Narrowing down networking issues in K8s

Narrowing down networking issues in K8s
Sometimes the problem lays in the abyss, sometimes it's in the pod.

Often figuring out issues with networking can be a real pain. Adding the complexity of Kubernetes on top of it, and the problem can become daunting.

Let's take the following exception as an example. We have a pod running in a cluster, when it tries to connect to a service outside the cluster:

Error: Connection timeout

There is not a lot of information to work with, clearly the request is having issues connecting outbound. Since there isn't any more information we have to work a little harder.

First Steps - Check if the host is working

There's a couple of obvious things that we should be checking before we dig too deep. First things first we check on a different machine that we can connect to the host and the port We can check the host with ping, and the port with telnet or netcat.

ping SERVER

If you can ping, you can check the port with either:

nc -zv SERVER PORT
telnet SERVER PORT

If you don't get a response to either of these, you know that you can debug this locally as it isn't isolated to the server or the cluster. It could be:

  • That the service is down on that port (if you can ping but cannot telnet)
  • That the server is down
  • That you have DNS issues
  • That there is something wrong with the route to the server (see checking mtr below)

If you get a response, you can continue as it's clearly not an issue with the server you are trying to connect to.

[Pointing data grounded in images]

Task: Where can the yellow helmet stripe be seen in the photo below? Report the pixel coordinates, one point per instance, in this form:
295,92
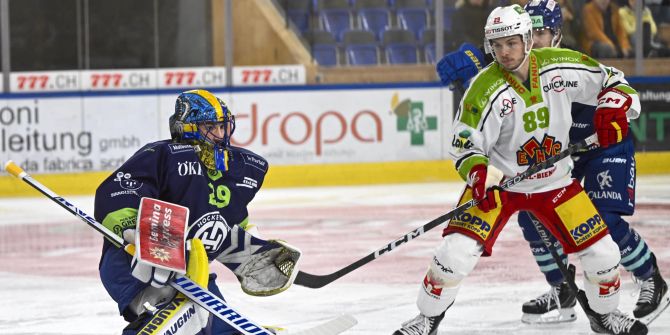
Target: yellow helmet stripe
212,101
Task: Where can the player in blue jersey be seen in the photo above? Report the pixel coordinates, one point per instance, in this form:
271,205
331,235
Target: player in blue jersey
200,170
609,180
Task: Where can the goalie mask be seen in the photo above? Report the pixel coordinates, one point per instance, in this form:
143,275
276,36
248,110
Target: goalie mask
509,21
546,14
204,121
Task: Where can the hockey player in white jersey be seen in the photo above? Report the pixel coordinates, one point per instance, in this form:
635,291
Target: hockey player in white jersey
608,176
507,122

### What this exercise asks:
[A] From the Kubernetes networking article, extract the passage starting at "First Steps - Check" and ending at "telnet or netcat.".
[B] Extend the Kubernetes networking article, picking up right after its last sentence.
The material has no connection to the article on Kubernetes networking issues.

### Expected results:
[A]
First Steps - Check if the host is working

There's a couple of obvious things that we should be checking before we dig too deep. First things first we check on a different machine that we can connect to the host and the port We can check the host with ping, and the port with telnet or netcat.

[B]
To sanity check that it isn't an issue with the route to the host, you can run mtr to see if the packets are actually making it to the host:

mtr -s 1000 -r -c 20 SERVER

If you see the output contains a large loss percentage at some point, it could be an issue with the routing. Something is getting stuck, and depending on where it is you will have to diagnose further.

HOST: debug-container      Loss%   Snt   Last   Avg  Best  Wrst StDev
|-- foobar.example.com     70.2%  1000    0.5   0.4   0.3  11.0   0.9

We can see that the path is clear and there are no blocking points, which means that this likely isn't an issue from outside the network.

Checking if it's the cluster

If you can connect to the remote machine from a different machine, you know that their server is not down. Now we can determine if it's specific to K8s or not. You can re-run the same commands but on the K8s server cluster. If you get the same response, you know that it's also likely not an issue with the underlying server.

If you do run into an issue at this stage, you likely have an issue with the setup on your machine, as it's not isolated to the cluster.

Checking in the cluster

Since we know that it's likely not an issue with the remote server, nor an issue with the underlying server, we need to dig deeper into the cluster. Since it is hard to debug the pod itself, we can instead start a basic Debian pod in the cluster:

kubectl run -it --rm debug-container --namespace test-namespace --image=debian:stable

Once it has started, you should get a basic Linux command line where you can install some tools.

apt update && apt upgrade
apt install iputils-ping telnet netcat-traditional mtr

We can start by checking if the server is reachable. Try running the following a couple of times to see if it consistently connects.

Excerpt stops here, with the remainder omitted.